Task requirements – Carry the forum reply on filtering genes by average log CPM further, starting after its last sentence.

---- Supplied text

Your first question is unanswerable in the general sense, because there is no way to say what the 'correct' filtering criterion is. Any analysis is based on assumptions that the analyst makes about things that she really doesn't know the answer to. For example, you are filtering out any gene with an average log CPM less than 1. Is that correct? Who knows? You could use plotBCV to see at what average log CPM the data start to look less reliable, or something, but that is just an eyeballometric measure, where you decide that the values below some cutoff are starting to look like noise is predominating.
For the second question, I find myself struggling to answer you (even though I have already done so). This is pretty much the simplest part of the analysis to understand, and you are having problems saying in words what you have done. How do you expect to explain the generalized linear model with a quasi-likelihood dispersion estimate? Or the quasi-likelihood F-test? Those concepts are orders of magnitude more difficult to understand, let alone explain to an unsophisticated audience.

--------
---- Data

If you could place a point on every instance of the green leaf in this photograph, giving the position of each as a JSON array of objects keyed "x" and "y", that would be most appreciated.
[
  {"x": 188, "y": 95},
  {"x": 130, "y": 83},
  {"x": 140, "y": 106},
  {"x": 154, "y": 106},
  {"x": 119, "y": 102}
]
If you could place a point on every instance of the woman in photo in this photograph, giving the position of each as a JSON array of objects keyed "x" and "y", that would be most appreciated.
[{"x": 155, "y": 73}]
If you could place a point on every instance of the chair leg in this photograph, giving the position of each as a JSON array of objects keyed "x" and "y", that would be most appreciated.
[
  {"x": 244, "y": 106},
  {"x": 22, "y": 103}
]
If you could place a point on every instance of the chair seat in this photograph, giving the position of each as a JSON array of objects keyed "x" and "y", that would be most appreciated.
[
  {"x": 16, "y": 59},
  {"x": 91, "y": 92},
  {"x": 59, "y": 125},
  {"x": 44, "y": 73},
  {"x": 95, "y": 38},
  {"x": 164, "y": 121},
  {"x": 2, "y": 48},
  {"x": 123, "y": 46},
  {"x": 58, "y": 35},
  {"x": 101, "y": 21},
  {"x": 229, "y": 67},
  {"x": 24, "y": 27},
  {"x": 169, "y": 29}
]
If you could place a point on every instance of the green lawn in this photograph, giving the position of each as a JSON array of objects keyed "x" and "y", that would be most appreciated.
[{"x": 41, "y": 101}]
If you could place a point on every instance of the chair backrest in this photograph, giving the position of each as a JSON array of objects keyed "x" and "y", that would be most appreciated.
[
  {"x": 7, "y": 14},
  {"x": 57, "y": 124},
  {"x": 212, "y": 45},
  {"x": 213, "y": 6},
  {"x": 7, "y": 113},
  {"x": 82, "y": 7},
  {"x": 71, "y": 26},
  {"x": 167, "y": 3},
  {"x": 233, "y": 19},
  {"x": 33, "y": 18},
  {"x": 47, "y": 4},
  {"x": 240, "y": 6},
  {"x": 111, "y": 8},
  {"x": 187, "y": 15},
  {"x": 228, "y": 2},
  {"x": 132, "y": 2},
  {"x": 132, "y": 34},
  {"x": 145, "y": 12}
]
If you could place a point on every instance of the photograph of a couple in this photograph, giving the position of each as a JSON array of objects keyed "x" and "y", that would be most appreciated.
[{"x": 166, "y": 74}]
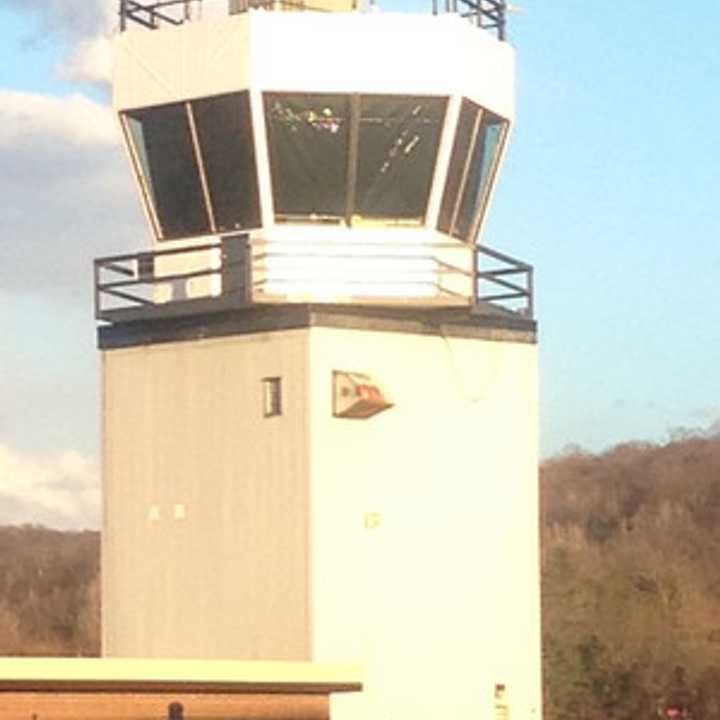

--------

Response box –
I understand wanting to do the analysis yourself, and certainly having access to free, world-class analysis tools makes it easy to attempt. But most people go to a lawyer for their lawyering, and a doctor for their doctoring. If I were you, I would seriously consider finding a local statistician to (at the very least) help you with your analyzing.
I have done the analysis myself, looked at my results, plotBCV and all that. They look good and I have reasonable results, wrote down the paper and ready to submit. The statistician and 2 other scientists read my the paper where I explained the QL and F tests and approved it. However, I don't have a bioinformatician and wanted to double check my codes, and make sure that I did not miss any criteria for filtering etc... This was only a double check on the codes as well as scientific explanation on the filtering, maybe I'm being too concern about this!!!!Thanks for taking your time and writing that (irrelevant) response.....
The filtering step you have done is perfectly reasonable. When you write it for publication you might say:
"Genes were filtered from the analysis if their average log2 count per million (as computed by edgeR's aveLogCPM function) was negative. This had the effect of keeping genes with an average count of about 5 or more per sample."
In other words, the secret is to describe precisely what you did.
Note: This corresponds to
keep <- aveLogCPM(y) > 0, which is what you wrote in your original post. However you later said you had used
keep <- aveLogCPM(y) > 1 when you replied to Steve. The latter would be more conservative, and would correspond to an average count of about 10 per sample.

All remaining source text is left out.